[Stored records]
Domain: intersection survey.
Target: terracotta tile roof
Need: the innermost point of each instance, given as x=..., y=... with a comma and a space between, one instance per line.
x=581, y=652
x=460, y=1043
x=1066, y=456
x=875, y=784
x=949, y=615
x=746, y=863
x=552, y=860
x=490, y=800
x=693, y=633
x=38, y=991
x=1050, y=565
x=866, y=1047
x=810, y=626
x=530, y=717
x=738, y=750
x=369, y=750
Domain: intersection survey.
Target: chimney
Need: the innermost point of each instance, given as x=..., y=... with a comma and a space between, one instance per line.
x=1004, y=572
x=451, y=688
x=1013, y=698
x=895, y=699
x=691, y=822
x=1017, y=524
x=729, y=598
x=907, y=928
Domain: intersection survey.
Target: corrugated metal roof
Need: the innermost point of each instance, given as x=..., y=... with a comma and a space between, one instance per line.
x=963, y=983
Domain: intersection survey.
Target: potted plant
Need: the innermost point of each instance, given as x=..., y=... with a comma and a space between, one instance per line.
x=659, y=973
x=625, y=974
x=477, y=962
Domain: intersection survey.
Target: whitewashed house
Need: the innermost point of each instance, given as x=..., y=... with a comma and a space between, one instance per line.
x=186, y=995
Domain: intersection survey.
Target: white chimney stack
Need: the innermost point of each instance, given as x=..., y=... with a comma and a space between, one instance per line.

==

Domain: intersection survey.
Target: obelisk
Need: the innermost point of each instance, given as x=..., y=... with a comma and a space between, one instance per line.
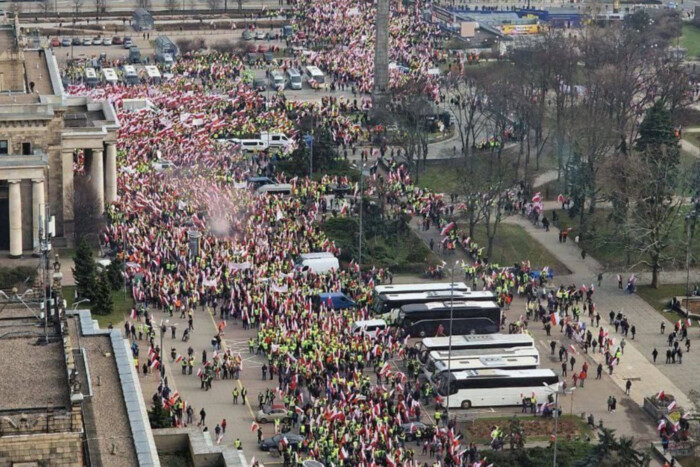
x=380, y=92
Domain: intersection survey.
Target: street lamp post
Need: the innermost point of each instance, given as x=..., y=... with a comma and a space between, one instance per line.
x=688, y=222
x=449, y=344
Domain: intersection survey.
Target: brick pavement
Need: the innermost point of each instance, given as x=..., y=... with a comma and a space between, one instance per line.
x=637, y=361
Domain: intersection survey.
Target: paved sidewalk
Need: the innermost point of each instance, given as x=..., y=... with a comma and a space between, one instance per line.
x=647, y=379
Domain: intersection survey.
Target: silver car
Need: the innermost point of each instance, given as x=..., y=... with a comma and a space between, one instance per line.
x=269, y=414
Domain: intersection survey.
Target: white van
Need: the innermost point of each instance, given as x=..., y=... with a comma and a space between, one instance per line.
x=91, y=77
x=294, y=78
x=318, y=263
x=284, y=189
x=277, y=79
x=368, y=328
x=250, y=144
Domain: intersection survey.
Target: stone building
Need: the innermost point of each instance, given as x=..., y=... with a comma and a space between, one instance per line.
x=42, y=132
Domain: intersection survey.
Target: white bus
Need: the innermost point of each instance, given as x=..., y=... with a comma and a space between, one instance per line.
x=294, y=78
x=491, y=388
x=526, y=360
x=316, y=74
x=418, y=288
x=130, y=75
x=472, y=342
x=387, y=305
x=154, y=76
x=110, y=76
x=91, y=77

--

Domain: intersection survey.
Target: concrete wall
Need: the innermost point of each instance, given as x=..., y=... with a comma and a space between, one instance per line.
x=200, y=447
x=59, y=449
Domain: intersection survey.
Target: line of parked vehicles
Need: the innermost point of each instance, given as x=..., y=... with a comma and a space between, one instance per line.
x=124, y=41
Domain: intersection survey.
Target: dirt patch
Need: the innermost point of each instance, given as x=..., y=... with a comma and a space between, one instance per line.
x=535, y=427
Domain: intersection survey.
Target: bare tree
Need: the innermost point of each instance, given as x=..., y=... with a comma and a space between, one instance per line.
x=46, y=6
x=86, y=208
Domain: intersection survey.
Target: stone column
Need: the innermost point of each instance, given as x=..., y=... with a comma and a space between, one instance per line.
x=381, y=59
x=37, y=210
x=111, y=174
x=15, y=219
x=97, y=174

• What the exercise asks:
Within the entries above, report how many lines contain the word "chimney"; the figure is all that is wanted.

• Solution:
2